--- Start SUPPLIED MATERIAL ---

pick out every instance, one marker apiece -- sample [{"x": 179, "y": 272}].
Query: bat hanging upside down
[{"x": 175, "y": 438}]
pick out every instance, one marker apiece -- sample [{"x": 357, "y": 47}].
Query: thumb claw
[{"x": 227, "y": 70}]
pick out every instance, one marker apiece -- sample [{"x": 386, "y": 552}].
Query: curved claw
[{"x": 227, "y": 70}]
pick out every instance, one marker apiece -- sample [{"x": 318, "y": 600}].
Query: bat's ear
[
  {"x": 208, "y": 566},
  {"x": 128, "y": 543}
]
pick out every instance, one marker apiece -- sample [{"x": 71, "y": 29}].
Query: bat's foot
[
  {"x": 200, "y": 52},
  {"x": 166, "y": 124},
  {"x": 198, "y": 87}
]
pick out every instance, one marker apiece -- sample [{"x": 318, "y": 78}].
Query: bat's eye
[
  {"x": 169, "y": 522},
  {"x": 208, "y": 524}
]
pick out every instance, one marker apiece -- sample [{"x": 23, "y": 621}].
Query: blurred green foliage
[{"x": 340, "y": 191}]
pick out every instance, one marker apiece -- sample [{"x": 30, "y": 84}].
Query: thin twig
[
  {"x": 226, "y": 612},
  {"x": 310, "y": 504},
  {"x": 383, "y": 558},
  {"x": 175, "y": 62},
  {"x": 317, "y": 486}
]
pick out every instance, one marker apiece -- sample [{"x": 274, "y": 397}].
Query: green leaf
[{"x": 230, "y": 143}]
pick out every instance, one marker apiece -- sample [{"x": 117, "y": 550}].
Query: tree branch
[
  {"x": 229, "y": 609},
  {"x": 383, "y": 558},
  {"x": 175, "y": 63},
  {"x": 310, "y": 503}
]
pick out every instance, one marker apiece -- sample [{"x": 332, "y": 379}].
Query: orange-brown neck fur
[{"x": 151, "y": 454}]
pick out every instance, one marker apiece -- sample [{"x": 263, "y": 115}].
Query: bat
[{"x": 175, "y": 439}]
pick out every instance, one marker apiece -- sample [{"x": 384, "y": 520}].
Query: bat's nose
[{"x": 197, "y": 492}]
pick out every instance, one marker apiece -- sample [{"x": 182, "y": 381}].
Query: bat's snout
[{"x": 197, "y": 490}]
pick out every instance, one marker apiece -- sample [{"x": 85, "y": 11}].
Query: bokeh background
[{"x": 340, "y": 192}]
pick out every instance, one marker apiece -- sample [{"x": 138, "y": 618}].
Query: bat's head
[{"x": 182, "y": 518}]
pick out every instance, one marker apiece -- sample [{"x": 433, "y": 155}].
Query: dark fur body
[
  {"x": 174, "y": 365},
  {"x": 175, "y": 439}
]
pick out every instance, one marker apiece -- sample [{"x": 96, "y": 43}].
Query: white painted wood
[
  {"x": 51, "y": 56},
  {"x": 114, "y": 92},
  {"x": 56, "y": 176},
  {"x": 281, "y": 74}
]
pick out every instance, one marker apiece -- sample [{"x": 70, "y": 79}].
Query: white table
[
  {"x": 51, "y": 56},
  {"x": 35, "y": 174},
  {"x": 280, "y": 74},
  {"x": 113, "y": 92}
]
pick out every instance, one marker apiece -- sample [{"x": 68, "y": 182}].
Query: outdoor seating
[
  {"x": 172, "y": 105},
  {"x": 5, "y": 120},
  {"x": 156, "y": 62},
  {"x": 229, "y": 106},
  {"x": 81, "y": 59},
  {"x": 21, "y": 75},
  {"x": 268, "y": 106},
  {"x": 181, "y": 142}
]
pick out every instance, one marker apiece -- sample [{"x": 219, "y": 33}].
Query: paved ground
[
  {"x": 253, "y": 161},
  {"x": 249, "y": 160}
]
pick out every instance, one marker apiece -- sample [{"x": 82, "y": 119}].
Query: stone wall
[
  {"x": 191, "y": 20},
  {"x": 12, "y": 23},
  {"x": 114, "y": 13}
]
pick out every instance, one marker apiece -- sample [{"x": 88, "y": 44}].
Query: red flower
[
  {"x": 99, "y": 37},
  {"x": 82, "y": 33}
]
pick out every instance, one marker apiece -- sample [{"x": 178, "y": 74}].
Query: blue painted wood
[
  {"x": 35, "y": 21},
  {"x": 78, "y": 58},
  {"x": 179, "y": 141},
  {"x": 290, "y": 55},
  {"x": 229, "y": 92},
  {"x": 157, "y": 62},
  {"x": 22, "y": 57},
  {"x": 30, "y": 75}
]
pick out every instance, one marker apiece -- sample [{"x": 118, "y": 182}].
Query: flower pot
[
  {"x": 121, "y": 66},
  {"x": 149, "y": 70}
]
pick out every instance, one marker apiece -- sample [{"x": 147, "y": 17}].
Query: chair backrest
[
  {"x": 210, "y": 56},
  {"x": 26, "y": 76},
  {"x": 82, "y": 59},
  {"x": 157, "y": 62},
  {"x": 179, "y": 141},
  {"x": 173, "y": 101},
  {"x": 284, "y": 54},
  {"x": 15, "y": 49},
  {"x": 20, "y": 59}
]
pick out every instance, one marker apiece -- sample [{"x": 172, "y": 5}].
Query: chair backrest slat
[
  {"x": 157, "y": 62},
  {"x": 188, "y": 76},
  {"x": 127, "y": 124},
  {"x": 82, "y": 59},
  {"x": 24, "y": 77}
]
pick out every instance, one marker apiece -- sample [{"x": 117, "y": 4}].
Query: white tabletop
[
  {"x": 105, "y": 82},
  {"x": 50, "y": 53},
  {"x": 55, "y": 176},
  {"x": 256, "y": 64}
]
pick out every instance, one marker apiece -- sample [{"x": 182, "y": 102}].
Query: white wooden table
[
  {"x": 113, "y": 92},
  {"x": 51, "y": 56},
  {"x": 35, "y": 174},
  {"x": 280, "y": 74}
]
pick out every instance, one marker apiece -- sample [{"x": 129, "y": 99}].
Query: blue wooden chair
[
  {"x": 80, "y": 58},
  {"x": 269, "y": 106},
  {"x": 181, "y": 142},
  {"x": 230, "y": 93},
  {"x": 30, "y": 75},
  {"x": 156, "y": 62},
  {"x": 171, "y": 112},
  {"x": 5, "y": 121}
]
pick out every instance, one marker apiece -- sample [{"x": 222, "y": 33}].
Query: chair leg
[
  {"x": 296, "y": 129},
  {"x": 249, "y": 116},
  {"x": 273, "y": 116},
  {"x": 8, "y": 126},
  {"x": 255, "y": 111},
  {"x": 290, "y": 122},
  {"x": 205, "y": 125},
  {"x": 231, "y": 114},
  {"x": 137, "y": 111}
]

--- End SUPPLIED MATERIAL ---

● TASK DIRECTIONS:
How many lines in the records contain the string "backrest"? Reply with the number alone.

● RESULT FOR THIS TASK:
2